### Passage given
= = = =

[Intel-gfx] [PATCH 06/16] drm/i915: Implement inter-engine read-read optimisations

Wed Apr 29 06:51:23 PDT 2015

On 04/27/2015 01:41 PM, Chris Wilson wrote:
> Currently, we only track the last request globally across all engines.
> This prevents us from issuing concurrent read requests on e.g. the RCS
> and BCS engines (or more likely the render and media engines). Without
> semaphores, we incur costly stalls as we synchronise between rings -
> greatly impacting the current performance of Broadwell versus Haswell in
> certain workloads (like video decode). With the introduction of
> reference counted requests, it is much easier to track the last request
> per ring, as well as the last global write request so that we can
> optimise inter-engine read read requests (as well as better optimise
> certain CPU waits).

= = = =

### Given entries
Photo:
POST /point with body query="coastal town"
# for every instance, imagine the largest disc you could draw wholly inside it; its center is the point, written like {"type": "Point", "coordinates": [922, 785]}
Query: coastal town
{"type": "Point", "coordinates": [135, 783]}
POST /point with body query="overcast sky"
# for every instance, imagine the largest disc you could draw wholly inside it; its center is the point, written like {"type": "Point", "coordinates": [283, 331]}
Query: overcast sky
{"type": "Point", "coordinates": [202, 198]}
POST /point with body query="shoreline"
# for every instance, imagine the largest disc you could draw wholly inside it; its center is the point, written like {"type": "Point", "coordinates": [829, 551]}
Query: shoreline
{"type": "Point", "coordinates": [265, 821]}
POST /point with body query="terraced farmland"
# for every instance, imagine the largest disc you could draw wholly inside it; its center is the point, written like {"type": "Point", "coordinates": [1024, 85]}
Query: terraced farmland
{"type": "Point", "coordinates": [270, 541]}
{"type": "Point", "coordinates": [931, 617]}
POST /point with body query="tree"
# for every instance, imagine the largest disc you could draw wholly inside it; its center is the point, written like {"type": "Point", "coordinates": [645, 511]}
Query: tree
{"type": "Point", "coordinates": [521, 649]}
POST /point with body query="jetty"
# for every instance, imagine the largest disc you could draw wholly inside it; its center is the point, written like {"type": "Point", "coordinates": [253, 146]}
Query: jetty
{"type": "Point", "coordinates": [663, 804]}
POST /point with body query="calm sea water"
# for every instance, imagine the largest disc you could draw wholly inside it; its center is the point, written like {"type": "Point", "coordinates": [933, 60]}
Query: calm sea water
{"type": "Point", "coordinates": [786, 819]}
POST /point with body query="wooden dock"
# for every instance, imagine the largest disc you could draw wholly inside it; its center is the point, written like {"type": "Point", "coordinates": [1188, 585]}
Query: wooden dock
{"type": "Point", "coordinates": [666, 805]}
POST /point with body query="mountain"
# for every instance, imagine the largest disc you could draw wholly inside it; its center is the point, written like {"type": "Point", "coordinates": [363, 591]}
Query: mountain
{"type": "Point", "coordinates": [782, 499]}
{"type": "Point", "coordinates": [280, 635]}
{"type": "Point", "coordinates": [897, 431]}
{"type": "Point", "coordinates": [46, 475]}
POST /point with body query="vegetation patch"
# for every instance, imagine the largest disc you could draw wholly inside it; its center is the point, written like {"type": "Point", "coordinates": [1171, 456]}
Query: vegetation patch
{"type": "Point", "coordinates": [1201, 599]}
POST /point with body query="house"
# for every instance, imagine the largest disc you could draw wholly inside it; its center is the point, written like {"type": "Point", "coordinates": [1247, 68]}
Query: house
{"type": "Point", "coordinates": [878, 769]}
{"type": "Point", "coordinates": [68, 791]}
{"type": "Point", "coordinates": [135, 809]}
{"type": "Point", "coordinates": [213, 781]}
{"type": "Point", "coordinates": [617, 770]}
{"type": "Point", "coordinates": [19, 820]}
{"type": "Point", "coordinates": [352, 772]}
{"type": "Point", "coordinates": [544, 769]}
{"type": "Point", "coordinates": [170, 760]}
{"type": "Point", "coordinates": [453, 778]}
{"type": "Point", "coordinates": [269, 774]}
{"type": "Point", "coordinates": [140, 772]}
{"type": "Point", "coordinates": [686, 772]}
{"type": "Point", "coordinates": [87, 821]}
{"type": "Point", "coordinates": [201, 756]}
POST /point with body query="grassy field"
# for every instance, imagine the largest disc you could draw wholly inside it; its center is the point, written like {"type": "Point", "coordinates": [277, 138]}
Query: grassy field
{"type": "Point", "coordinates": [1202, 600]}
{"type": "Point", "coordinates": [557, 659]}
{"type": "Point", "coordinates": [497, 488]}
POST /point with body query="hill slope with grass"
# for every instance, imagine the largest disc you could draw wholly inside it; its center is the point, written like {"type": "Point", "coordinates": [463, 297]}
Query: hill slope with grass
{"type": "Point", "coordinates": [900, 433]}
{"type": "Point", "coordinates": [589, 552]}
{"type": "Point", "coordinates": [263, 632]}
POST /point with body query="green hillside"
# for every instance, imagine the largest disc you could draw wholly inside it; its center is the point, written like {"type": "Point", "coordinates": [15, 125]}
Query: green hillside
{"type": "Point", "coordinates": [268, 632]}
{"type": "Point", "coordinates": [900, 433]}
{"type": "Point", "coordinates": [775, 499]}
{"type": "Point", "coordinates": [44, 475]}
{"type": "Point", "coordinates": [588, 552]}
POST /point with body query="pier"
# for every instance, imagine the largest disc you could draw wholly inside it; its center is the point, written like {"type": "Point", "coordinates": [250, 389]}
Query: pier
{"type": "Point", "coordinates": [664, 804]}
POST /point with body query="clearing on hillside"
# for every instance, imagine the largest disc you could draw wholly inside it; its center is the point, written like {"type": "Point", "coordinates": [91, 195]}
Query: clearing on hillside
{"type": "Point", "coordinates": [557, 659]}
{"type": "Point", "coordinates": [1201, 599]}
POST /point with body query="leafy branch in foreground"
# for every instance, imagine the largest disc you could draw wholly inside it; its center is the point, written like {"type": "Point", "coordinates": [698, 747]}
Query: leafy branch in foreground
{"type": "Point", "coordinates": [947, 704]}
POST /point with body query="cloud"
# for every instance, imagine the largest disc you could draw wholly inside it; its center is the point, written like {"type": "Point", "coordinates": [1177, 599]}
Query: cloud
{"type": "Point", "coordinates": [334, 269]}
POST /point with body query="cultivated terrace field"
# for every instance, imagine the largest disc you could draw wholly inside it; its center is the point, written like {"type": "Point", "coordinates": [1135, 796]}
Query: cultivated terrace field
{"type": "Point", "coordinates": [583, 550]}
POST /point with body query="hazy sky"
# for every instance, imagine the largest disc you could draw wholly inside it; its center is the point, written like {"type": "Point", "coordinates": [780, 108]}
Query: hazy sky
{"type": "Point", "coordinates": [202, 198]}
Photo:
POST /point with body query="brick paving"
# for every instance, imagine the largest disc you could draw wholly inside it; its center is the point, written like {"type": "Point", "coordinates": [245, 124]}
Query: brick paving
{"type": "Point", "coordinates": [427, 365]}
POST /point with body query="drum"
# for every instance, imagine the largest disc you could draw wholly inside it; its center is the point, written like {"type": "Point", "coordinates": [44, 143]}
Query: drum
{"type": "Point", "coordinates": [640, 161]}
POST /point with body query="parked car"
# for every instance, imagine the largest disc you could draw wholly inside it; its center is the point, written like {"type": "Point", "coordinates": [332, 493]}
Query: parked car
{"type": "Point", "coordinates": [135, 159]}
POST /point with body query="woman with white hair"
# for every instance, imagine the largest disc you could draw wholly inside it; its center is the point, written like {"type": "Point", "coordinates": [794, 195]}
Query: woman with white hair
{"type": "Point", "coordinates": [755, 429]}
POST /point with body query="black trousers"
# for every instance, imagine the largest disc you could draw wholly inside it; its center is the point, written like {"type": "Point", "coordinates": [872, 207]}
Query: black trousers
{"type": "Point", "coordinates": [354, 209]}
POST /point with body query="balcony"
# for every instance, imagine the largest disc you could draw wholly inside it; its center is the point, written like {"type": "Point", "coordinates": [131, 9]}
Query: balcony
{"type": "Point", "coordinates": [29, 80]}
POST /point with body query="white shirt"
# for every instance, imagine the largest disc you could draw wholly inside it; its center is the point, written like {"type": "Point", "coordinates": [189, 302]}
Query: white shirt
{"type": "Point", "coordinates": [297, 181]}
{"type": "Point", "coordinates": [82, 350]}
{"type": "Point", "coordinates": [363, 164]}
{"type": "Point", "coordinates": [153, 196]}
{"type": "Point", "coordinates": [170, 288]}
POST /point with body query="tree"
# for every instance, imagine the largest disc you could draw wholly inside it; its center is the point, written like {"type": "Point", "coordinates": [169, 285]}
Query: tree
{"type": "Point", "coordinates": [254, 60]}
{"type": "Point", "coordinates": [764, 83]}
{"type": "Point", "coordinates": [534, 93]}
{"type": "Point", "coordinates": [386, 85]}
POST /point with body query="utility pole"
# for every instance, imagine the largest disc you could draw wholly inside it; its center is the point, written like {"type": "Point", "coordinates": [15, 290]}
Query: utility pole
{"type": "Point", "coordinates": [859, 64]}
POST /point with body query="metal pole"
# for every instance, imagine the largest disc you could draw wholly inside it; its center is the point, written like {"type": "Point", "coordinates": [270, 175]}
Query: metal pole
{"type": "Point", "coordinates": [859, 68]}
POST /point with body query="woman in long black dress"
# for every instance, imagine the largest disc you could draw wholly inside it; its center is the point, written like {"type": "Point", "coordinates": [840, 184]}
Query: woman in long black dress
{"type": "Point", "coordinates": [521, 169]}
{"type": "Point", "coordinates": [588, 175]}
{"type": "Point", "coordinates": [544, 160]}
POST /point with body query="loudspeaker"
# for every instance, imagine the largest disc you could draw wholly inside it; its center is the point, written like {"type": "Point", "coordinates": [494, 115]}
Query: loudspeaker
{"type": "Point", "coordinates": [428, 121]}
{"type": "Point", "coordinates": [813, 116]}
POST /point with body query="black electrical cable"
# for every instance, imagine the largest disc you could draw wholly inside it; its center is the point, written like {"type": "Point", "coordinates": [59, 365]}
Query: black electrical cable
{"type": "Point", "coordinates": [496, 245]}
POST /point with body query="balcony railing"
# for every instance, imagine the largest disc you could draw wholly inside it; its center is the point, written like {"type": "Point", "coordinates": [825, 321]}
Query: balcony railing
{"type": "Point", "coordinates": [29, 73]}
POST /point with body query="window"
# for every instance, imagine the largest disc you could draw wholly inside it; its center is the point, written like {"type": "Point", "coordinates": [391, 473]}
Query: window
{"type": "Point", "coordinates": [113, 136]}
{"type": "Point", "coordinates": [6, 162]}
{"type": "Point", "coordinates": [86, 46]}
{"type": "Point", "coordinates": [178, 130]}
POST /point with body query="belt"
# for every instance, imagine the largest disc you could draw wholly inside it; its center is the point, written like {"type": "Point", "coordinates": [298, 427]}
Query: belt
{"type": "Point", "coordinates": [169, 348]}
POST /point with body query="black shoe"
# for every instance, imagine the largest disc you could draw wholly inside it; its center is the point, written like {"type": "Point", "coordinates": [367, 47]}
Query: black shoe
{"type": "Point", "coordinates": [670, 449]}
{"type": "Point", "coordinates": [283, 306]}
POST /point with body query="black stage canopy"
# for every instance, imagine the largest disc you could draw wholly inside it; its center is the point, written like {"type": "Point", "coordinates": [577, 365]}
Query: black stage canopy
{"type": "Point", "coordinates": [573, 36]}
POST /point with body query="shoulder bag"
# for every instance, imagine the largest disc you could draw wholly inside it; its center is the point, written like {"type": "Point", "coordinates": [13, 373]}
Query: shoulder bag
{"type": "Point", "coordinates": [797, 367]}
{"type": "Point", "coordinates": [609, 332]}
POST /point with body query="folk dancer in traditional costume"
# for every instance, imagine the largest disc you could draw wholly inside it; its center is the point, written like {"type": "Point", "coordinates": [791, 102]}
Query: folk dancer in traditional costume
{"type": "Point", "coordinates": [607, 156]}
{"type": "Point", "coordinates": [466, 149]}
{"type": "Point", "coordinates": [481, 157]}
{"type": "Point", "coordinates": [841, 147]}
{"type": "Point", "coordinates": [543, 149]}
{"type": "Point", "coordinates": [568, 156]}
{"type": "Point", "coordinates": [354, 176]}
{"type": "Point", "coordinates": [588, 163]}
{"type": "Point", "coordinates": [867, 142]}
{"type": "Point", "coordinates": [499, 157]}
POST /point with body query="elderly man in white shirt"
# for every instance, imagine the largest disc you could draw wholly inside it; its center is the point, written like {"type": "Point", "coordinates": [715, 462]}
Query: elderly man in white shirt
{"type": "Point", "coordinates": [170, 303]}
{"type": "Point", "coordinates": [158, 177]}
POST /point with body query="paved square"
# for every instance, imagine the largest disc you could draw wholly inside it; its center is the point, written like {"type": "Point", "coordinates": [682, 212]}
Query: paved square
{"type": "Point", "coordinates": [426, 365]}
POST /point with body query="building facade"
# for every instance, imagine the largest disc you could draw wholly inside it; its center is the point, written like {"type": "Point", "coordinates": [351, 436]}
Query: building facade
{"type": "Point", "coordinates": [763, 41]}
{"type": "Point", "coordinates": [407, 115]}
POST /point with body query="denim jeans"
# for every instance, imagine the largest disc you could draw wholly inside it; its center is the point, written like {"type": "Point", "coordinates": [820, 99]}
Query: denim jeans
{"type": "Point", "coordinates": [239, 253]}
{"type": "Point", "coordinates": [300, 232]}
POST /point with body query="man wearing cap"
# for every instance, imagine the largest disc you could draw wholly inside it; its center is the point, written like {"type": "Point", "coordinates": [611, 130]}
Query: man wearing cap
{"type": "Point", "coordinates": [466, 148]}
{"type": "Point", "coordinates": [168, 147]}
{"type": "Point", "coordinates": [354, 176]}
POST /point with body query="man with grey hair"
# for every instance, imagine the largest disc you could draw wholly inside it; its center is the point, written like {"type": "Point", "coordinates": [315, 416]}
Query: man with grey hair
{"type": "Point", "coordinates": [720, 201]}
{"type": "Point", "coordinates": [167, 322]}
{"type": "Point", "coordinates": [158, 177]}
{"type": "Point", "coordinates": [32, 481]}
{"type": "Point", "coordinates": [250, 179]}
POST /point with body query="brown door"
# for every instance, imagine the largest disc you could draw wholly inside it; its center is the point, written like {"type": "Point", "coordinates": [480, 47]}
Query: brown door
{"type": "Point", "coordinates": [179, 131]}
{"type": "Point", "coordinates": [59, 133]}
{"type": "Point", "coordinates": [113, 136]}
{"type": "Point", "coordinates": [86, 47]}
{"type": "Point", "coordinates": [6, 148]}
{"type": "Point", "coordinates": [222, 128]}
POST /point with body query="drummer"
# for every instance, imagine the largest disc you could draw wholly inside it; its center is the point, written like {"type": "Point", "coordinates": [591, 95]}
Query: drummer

= = = =

### Given exercise 1
Summarize the i915 patch message in two sentences.
### Given exercise 2
In the i915 patch message, what workload is given as an example where Broadwell's performance against Haswell is hurt?
### Given exercise 3
Carry on the i915 patch message from its final line.

### Final result 1
Only the last request across all engines is currently tracked, which prevents concurrent read requests on engines such as RCS and BCS and, without semaphores, causes costly stalls between rings that hurt Broadwell's performance against Haswell in workloads like video decode. Reference-counted requests make it much easier to track the last request per ring and the last global write request, so inter-engine read-read requests and certain CPU waits can be better optimized.

### Final result 2
Video decode.

### Final result 3
>
> v2: Fix inverted readonly condition for nonblocking waits.
> v3: Handle non-continguous engine array after waits
> v4: Rebase, tidy, rewrite ring list debugging
> v5: Use obj->active as a bitfield, it looks cool
> v6: Micro-optimise, mostly involving moving code around
> v7: Fix retire-requests-upto for execlists (and multiple rq->ringbuf)
> v8: Rebase
> v9: Refactor i915_gem_object_sync() to allow the compiler to better
> optimise it.

Looks OK, you can upgrade my r-b to v9.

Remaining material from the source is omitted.